THE NORMANS: FEDERICO II, WHITE WINES AND AGRODOLCE
The Normans, or men from the north, arrived in Sicily at about the year 1060. They came armed for battle, and determined to conquer a new kingdom. Rough and uncultured, the Normans found themselves facing a much more evolved and culturally diverse population.
Frederik II, also known as “Stupor Mundi”, (“Wonder of the World”) of the Hohenstaufen family, and a direct descendant of Federico Barbarossa (Redbeard), settled in Palermo, effectively making that city the capital of the Kingdom of Sicily. A man of science, and a lover of poetry (he founded the Sicilian School of Poetry 1230-1260 as one of his first attempts at unifying the “vulgar Italian” languages), Federico II was tolerant, and open to diverse cultural and religious experiences. Indeed, it was he, who, for the first time during the Middle Ages, founded a strongly centralized, secular state.

▶ Exercise 1: According to the passage on the Normans, why did Federico II found the Sicilian School of Poetry? Answer in one to three sentences.
▶ Exercise 2: Please return the part of the passage on the Normans from "THE NORMANS: FEDERICO" up to and including "culturally diverse population.", unchanged.

▶ Study material:
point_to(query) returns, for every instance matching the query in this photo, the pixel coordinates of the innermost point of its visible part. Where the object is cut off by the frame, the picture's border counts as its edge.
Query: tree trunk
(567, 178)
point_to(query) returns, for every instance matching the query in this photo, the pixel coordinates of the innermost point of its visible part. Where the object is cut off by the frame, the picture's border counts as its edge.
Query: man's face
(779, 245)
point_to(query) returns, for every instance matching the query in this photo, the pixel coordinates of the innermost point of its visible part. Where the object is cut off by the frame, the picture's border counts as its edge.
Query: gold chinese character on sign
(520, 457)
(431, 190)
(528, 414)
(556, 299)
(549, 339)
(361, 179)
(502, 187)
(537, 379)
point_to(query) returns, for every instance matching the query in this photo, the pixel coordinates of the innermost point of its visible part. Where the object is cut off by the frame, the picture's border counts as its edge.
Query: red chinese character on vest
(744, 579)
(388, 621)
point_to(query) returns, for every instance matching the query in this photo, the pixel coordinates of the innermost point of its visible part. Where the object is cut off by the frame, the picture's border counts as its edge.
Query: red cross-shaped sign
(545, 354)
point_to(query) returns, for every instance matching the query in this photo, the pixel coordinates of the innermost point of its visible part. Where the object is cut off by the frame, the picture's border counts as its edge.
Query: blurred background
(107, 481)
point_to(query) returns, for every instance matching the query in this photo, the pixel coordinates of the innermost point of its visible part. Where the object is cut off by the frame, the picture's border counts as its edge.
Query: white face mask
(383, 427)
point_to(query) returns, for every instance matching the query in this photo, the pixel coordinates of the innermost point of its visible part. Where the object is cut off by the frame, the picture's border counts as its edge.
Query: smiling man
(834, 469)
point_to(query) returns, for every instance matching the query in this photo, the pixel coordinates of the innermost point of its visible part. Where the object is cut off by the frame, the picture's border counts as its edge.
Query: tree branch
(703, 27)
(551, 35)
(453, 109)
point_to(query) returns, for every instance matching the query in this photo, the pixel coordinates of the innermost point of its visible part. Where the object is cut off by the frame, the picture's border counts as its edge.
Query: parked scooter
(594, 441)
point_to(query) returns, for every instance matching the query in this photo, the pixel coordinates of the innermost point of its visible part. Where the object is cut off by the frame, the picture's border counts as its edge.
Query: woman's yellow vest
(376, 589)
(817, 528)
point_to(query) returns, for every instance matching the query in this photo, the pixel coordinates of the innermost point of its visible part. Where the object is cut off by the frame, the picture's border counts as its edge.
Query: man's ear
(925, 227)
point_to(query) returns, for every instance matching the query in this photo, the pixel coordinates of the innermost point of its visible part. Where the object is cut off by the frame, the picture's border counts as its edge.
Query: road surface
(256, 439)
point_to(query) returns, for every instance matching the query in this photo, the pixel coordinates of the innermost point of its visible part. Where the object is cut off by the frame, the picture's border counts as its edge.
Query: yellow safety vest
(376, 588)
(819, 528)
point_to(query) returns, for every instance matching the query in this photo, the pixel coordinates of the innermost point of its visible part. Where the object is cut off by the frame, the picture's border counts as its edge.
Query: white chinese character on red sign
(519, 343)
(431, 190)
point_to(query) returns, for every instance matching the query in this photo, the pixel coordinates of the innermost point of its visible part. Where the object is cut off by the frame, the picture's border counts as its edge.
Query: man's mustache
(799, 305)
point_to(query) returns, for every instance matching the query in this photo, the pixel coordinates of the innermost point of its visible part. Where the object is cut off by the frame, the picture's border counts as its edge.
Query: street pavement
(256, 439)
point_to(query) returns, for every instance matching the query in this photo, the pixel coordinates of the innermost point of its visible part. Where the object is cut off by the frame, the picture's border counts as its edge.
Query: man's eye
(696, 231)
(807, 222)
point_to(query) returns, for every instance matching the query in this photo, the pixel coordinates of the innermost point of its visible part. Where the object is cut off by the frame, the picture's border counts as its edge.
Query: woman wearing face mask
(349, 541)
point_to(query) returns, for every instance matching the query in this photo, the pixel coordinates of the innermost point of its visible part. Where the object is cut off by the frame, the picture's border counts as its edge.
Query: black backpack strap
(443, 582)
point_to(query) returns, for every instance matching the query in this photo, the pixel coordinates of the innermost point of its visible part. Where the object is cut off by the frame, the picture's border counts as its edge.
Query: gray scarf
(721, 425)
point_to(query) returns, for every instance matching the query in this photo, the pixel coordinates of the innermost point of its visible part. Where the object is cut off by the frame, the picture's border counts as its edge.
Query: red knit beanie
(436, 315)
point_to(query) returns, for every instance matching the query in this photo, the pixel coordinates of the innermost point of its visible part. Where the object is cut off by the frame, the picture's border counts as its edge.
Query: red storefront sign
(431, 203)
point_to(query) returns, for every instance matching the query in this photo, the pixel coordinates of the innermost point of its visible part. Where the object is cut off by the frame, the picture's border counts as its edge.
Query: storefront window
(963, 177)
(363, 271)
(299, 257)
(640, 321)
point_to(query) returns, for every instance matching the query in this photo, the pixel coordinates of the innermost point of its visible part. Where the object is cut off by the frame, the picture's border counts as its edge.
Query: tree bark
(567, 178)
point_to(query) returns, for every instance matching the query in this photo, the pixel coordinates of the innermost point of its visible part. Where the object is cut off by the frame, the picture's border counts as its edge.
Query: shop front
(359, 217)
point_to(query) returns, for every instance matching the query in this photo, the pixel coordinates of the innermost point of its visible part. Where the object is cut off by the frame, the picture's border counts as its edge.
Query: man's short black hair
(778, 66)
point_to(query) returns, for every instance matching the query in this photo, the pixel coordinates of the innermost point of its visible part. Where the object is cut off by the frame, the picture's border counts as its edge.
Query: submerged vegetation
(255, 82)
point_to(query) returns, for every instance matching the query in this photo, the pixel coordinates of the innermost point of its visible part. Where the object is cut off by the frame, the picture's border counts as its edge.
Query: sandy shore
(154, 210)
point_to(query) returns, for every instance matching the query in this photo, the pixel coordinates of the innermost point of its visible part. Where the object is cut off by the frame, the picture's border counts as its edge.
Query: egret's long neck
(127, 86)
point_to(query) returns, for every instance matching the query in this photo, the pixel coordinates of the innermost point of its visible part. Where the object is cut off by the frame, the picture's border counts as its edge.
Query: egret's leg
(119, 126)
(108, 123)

▶ Response box 1: Federico II founded the Sicilian School of Poetry (1230-1260) as one of his first attempts at unifying the "vulgar Italian" languages.

▶ Response box 2:
THE NORMANS: FEDERICO II, WHITE WINES AND AGRODOLCE
The Normans, or men from the north, arrived in Sicily at about the year 1060. They came armed for battle, and determined to conquer a new kingdom. Rough and uncultured, the Normans found themselves facing a much more evolved and culturally diverse population.